## Task requirements
Write out every line of the records below again, requests included, and shift each coordinate in the answers by -31. Leave the coordinates in the requests as they are, and leave the pictures out.

[Position annotation records]

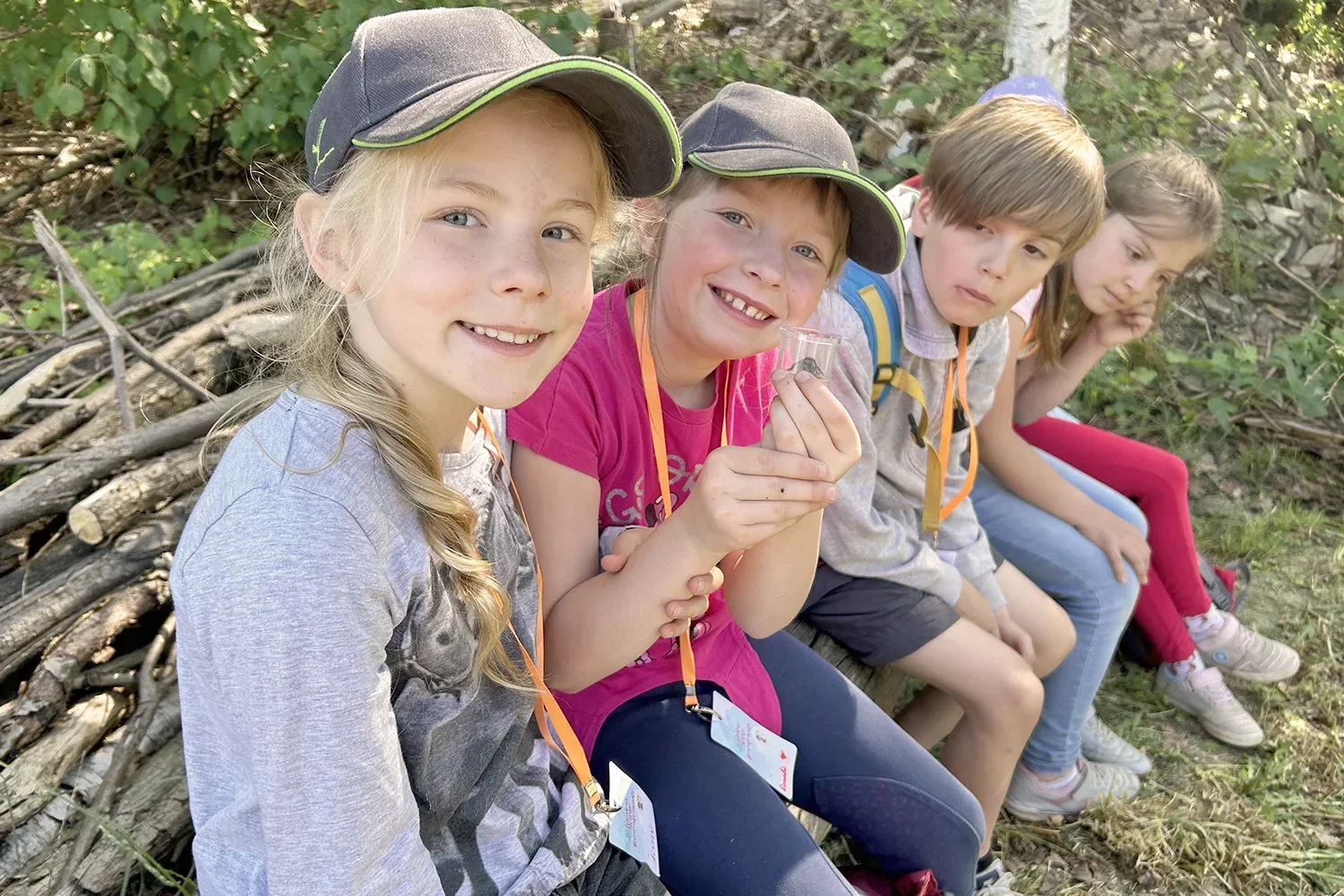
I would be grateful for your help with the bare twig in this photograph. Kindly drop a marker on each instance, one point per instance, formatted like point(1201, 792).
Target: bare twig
point(1288, 273)
point(13, 194)
point(659, 11)
point(167, 370)
point(151, 691)
point(116, 332)
point(118, 374)
point(30, 151)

## Exercise solution
I would be grateful for your help with the bare twig in this photograph. Kindly drop a marker on each instance, one point per instance, formatted like point(1201, 792).
Target: bare twig
point(1257, 242)
point(-18, 163)
point(628, -20)
point(136, 339)
point(120, 660)
point(85, 301)
point(87, 343)
point(-1, 120)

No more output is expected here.